Point placement records:
>>

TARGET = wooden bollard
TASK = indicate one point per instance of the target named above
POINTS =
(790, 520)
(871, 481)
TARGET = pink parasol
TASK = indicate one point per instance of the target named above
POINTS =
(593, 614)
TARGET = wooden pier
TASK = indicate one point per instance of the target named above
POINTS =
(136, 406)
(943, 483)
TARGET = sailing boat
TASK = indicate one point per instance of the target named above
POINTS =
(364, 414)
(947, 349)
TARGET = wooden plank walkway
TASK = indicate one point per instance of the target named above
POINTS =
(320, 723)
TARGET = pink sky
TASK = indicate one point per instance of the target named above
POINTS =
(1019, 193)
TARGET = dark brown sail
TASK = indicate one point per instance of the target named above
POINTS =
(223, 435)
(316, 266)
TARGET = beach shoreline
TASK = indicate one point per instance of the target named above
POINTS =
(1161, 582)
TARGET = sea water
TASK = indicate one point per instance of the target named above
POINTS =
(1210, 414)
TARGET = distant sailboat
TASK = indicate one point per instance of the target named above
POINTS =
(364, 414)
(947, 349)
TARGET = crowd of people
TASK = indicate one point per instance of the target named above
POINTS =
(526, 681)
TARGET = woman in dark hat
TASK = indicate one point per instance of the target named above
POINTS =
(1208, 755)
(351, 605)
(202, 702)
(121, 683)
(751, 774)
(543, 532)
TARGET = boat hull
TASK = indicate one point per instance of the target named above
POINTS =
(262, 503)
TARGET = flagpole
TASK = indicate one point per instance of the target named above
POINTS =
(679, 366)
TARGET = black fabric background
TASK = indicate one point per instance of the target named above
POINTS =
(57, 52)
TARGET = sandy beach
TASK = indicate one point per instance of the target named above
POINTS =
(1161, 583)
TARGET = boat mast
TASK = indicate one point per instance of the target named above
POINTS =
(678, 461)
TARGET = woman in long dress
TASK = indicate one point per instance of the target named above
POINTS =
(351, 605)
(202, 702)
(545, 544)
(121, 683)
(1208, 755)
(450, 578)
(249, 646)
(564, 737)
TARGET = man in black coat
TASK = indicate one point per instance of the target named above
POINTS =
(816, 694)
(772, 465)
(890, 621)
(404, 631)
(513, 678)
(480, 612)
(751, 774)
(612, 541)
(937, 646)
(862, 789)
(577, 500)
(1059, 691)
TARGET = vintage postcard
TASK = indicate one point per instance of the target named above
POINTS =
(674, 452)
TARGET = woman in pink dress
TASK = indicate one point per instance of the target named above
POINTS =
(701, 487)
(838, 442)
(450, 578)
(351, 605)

<<

Render all the items above as a Markdown table with the columns Row and Line. Give each line its own row number and skip any blank lines.

| Row | Line |
|---|---|
| 1 | TARGET = wooden bollard |
| 2 | TASK = indicate one point per instance of the target named above |
| 3 | POINTS = |
| 4 | (790, 520) |
| 5 | (871, 481) |
| 6 | TARGET = pink parasol |
| 7 | TASK = indicate one point per instance of the target named above |
| 8 | POINTS = |
| 9 | (593, 614) |
| 10 | TARGET = wooden pier |
| 11 | TASK = indicate one point per instance of the target named above |
| 12 | POINTS = |
| 13 | (136, 406) |
| 14 | (943, 483) |
| 15 | TARGET = sailing boat |
| 16 | TASK = indicate one point per instance of the target named above |
| 17 | POINTS = |
| 18 | (364, 414) |
| 19 | (947, 349) |
| 20 | TARGET = wooden plank walkway |
| 21 | TASK = indicate one point per instance of the target named above |
| 22 | POINTS = |
| 23 | (320, 723) |
| 24 | TARGET = pink sky |
| 25 | TASK = indicate one point per instance of the target named above |
| 26 | POINTS = |
| 27 | (1019, 193) |
| 28 | TARGET = dark brown sail |
| 29 | TASK = indicate one point per instance of the target named above |
| 30 | POINTS = |
| 31 | (223, 435) |
| 32 | (316, 266) |
| 33 | TARGET = beach shoreline |
| 34 | TASK = indicate one point per instance of the target named above |
| 35 | POINTS = |
| 36 | (1161, 582) |
| 37 | TARGET = sea water |
| 38 | TASK = indicate one point per instance of the target named above |
| 39 | POINTS = |
| 40 | (1210, 414) |
| 41 | TARGET = distant sailboat |
| 42 | TASK = indicate one point per instance of the target named above |
| 43 | POINTS = |
| 44 | (364, 414) |
| 45 | (947, 349) |
| 46 | TARGET = crowd of people |
| 47 | TASK = indicate one point per instance of the target named above |
| 48 | POINTS = |
| 49 | (526, 681) |
| 50 | TARGET = woman in dark hat |
| 51 | TASK = indicate one point per instance of the target named above |
| 52 | POINTS = |
| 53 | (1208, 755) |
| 54 | (351, 605) |
| 55 | (202, 702) |
| 56 | (121, 683) |
| 57 | (751, 774) |
| 58 | (543, 532) |
| 59 | TARGET = boat hull |
| 60 | TASK = indicate one point per instance of the target named above |
| 61 | POINTS = |
| 62 | (262, 503) |
| 63 | TARGET = flagpole |
| 64 | TASK = indicate one point per instance of the target named above |
| 65 | POINTS = |
| 66 | (679, 366) |
| 67 | TARGET = black fabric background |
| 68 | TASK = indicate one point per instance of the target named above |
| 69 | POINTS = |
| 70 | (57, 52) |
| 71 | TARGET = sandy beach |
| 72 | TASK = indicate one point per instance of the target named above |
| 73 | POINTS = |
| 74 | (1161, 583) |
| 75 | TARGET = boat mast |
| 76 | TASK = indicate one point per instance of the target named above |
| 77 | POINTS = |
| 78 | (678, 461) |
| 79 | TARGET = woman in long dress |
| 80 | TASK = indicate one point per instance of the target named above |
| 81 | POINTS = |
| 82 | (351, 605) |
| 83 | (202, 702) |
| 84 | (545, 544) |
| 85 | (121, 683) |
| 86 | (1208, 755) |
| 87 | (450, 578) |
| 88 | (249, 646) |
| 89 | (564, 737) |
| 90 | TARGET = man in black coat |
| 91 | TASK = indicate one point per instance of the target named above |
| 92 | POINTS = |
| 93 | (816, 694) |
| 94 | (772, 465) |
| 95 | (890, 621) |
| 96 | (404, 631) |
| 97 | (513, 678) |
| 98 | (480, 612) |
| 99 | (751, 774) |
| 100 | (612, 541) |
| 101 | (937, 646) |
| 102 | (862, 789) |
| 103 | (577, 500) |
| 104 | (1059, 691) |
| 105 | TARGET = vintage postcard |
| 106 | TASK = indicate one point per instance of the target named above |
| 107 | POINTS = |
| 108 | (674, 452) |
| 109 | TARGET = woman in pink dress |
| 110 | TASK = indicate one point per instance of the target named above |
| 111 | POINTS = |
| 112 | (701, 487) |
| 113 | (838, 442) |
| 114 | (450, 578) |
| 115 | (351, 605) |